WHAT TO DO>
Reproduce the items below word for word, omitting the pictures from your answer.

(Items from a point labeling set)
★ ★ ★ ★ ★ ★ ★

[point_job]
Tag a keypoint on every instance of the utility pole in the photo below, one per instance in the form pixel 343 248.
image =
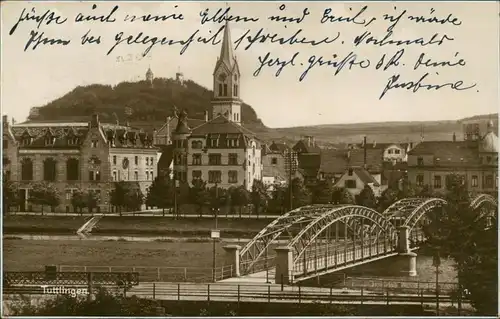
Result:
pixel 291 170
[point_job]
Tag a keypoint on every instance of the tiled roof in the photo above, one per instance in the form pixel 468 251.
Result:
pixel 302 144
pixel 221 125
pixel 382 145
pixel 446 153
pixel 166 157
pixel 279 147
pixel 64 134
pixel 337 161
pixel 365 177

★ ★ ★ ★ ★ ★ ★

THE OUTPUT>
[point_job]
Tag a keypoint on every instance of the utility pole in the photo below, one per instance in the form pixel 343 248.
image =
Result:
pixel 291 170
[point_job]
Tag a keypoint on every instance of the tiled roof in the photo above, one per instance in the form pixel 468 251.
Result:
pixel 302 144
pixel 221 125
pixel 382 145
pixel 446 153
pixel 166 157
pixel 279 147
pixel 64 134
pixel 337 161
pixel 365 177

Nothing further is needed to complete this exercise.